**STATED TASK**
Transcribe the data below word for word, everything from the line containing "man in plaid" down through the line containing "[[662, 387]]", with both of those lines included.

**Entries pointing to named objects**
▬▬▬▬▬▬

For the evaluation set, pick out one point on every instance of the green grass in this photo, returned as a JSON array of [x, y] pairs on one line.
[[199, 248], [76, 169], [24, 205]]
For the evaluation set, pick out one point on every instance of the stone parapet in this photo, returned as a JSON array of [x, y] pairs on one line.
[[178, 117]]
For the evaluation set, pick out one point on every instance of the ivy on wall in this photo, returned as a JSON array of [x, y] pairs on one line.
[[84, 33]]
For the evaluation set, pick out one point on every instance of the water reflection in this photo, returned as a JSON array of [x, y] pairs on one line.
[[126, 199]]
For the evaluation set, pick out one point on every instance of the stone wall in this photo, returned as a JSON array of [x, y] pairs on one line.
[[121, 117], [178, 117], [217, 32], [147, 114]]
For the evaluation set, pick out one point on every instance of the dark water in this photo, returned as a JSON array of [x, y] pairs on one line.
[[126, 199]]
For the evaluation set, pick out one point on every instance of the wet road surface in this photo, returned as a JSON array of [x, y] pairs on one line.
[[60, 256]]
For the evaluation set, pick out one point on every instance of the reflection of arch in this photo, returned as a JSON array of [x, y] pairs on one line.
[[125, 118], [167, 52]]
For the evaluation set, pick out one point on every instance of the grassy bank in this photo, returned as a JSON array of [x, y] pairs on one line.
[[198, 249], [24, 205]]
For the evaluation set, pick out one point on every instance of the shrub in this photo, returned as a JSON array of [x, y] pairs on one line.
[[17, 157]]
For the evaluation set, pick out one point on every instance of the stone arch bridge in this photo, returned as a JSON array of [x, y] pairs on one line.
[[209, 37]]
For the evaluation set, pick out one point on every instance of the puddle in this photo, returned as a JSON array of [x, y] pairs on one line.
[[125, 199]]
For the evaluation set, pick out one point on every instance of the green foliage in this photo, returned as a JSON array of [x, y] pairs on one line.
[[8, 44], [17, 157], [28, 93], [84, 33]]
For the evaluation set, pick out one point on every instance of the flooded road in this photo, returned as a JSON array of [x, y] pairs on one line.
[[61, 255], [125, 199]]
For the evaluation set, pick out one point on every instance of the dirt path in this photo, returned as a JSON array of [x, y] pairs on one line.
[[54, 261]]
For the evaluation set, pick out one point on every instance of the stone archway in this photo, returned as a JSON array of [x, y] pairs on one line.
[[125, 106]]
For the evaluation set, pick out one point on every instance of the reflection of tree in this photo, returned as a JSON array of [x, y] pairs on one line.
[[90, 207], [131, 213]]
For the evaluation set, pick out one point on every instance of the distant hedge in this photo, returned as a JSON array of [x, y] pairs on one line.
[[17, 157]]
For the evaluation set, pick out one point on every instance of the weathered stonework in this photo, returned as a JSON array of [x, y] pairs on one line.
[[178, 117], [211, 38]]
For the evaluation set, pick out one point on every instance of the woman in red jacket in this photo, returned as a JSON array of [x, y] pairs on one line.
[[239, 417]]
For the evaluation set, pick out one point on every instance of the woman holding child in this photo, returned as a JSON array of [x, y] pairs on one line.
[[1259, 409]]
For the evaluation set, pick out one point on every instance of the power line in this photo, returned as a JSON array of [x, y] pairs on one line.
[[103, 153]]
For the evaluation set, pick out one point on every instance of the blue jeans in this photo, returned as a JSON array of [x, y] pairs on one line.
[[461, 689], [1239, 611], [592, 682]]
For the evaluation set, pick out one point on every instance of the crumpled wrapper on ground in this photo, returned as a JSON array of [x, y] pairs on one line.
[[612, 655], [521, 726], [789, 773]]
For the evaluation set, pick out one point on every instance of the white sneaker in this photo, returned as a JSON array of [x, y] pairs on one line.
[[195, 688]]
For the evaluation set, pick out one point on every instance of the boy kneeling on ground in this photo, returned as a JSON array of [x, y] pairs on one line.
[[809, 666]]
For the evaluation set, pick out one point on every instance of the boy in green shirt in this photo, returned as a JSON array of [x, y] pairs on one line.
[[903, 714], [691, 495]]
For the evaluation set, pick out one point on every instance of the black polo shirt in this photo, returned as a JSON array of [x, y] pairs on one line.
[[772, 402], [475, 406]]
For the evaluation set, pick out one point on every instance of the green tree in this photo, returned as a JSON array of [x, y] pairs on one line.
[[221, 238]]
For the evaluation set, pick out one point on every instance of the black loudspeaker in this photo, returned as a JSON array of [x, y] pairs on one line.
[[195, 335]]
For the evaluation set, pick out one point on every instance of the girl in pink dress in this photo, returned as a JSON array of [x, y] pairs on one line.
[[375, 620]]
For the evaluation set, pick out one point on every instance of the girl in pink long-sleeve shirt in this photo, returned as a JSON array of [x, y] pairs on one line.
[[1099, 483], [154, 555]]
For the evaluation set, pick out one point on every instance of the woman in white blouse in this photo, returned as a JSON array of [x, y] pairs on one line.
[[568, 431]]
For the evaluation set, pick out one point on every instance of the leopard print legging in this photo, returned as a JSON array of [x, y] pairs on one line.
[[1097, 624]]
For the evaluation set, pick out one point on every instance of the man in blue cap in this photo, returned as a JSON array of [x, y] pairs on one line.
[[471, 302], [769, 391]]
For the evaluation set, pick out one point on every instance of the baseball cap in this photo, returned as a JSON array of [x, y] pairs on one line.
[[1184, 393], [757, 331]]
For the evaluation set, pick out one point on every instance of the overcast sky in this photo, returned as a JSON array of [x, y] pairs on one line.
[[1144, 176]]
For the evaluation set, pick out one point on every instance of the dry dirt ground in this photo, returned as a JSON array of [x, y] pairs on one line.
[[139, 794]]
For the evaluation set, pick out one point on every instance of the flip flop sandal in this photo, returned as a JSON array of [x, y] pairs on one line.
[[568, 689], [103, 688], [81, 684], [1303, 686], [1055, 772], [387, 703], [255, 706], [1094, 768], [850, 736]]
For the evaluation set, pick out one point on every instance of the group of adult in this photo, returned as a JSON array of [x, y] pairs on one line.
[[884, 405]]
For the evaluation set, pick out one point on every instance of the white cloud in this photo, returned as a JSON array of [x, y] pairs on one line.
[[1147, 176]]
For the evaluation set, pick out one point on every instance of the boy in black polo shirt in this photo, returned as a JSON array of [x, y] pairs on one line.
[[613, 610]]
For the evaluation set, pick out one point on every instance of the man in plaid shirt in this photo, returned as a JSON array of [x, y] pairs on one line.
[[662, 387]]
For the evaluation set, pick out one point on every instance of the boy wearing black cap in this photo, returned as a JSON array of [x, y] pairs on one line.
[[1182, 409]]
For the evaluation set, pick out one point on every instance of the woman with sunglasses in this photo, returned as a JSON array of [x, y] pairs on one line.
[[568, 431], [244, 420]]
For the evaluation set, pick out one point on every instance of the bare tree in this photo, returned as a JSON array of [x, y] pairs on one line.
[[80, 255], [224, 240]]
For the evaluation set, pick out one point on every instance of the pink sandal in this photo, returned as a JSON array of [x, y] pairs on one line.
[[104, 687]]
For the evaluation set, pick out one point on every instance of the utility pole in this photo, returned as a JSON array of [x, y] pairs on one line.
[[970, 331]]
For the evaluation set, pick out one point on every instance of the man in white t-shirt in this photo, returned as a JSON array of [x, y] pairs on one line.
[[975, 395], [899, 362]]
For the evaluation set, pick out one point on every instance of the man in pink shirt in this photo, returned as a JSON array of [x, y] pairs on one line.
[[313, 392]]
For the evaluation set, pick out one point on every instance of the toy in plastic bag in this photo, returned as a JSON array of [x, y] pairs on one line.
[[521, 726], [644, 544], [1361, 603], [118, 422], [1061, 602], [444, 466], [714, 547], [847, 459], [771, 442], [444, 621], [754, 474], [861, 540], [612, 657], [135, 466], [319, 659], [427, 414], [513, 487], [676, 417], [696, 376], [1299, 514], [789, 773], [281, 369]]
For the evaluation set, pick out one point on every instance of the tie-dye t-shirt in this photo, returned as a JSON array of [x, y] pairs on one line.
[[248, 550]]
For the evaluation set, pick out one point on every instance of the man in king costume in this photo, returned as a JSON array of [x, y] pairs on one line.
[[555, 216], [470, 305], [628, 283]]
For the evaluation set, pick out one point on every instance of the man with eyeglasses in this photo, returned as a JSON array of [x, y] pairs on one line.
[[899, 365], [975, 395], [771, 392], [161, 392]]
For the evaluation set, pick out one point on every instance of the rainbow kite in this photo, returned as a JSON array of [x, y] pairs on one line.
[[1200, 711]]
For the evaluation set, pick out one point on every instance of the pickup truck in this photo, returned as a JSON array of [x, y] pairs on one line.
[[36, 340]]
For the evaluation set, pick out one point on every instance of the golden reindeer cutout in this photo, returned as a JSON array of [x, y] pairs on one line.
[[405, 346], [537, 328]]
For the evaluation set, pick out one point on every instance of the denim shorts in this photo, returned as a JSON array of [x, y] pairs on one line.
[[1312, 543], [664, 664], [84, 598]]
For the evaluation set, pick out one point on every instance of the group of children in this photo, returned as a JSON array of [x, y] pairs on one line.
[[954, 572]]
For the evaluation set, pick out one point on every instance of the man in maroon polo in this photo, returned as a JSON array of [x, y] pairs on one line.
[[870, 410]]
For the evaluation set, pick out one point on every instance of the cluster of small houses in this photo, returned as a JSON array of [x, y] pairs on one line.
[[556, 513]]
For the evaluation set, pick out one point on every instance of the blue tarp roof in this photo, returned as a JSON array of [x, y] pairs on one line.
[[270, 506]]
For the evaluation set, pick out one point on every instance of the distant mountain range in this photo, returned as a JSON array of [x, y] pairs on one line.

▬▬▬▬▬▬

**FINISHED EXERCISE**
For the evaluation set, pick out one point on every instance of the man in plaid shirt in this photo, returned as a JSON array of [x, y] pairs on one line.
[[662, 387]]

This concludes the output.